*INPUT:*
▶

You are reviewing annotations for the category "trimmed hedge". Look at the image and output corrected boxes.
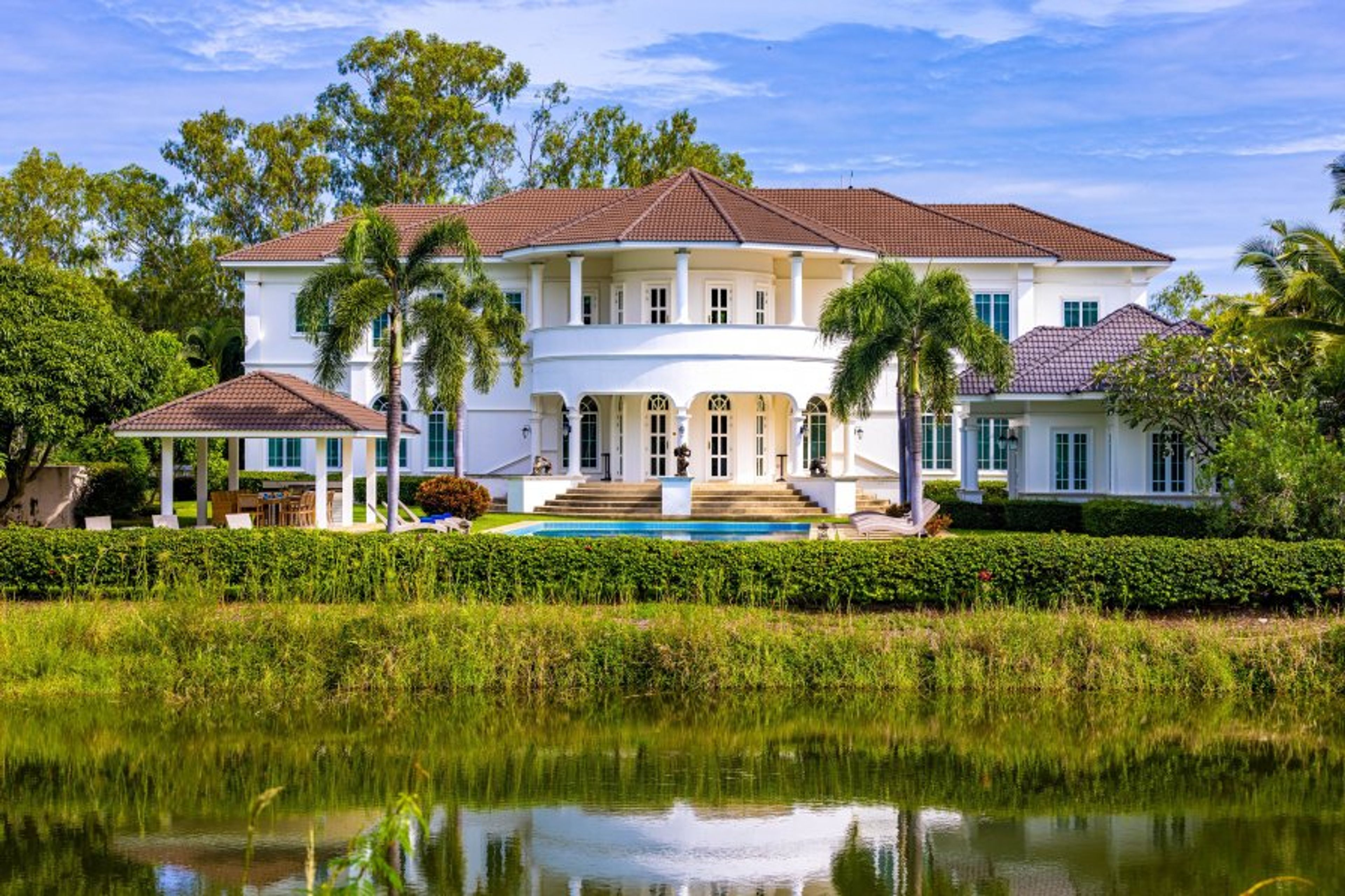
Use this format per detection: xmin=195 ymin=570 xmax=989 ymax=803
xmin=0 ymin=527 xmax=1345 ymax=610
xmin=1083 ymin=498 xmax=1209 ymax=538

◀
▶

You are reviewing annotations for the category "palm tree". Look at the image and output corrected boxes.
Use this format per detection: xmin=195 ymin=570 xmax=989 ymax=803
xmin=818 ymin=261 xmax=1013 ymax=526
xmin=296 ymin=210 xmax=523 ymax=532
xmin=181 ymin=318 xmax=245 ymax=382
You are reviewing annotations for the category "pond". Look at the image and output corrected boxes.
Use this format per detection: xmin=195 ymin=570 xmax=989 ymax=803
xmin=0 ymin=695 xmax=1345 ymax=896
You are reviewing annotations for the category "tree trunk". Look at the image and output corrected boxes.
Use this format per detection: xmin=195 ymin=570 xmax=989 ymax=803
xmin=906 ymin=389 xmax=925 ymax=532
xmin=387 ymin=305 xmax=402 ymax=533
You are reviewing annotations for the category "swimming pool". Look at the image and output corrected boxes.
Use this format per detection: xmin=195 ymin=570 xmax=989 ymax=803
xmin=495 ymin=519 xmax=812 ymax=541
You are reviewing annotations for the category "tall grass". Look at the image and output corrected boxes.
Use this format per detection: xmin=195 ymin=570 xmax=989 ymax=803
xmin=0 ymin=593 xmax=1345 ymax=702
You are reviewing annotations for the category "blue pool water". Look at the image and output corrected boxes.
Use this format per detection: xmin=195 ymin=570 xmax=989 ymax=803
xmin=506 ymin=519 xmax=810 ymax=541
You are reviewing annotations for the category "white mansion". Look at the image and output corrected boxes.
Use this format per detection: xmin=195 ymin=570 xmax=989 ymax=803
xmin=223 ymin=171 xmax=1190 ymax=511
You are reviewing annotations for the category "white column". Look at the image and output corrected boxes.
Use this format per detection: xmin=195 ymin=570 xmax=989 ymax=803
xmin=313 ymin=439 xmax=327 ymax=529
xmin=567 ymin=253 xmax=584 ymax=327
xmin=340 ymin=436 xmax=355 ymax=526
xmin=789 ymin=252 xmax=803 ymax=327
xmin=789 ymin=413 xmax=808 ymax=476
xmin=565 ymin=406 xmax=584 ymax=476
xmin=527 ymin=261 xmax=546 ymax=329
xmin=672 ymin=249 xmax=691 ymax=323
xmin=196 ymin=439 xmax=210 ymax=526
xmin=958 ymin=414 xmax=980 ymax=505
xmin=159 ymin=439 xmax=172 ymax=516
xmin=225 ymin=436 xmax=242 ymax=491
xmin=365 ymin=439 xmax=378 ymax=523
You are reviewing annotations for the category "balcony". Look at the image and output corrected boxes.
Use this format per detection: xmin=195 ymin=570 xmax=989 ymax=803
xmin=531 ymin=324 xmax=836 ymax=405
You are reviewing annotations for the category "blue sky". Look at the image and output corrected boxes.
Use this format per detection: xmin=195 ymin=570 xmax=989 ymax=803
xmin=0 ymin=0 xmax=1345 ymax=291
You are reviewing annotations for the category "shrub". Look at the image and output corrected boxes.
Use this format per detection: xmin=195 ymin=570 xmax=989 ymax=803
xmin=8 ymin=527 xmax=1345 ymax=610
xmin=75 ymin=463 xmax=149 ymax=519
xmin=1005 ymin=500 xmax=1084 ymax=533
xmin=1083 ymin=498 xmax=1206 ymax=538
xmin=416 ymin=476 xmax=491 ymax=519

◀

*INSTRUCTION:*
Return every line of the listing above that contains the string "white", and copy each such line in full.

*ANSWER TO THE TASK:*
You are reviewing annotations for the category "white mansion". Look at the image and output corrected boxes.
You are reviewing annotations for the category "white column". Look at the image and output corrected boxes.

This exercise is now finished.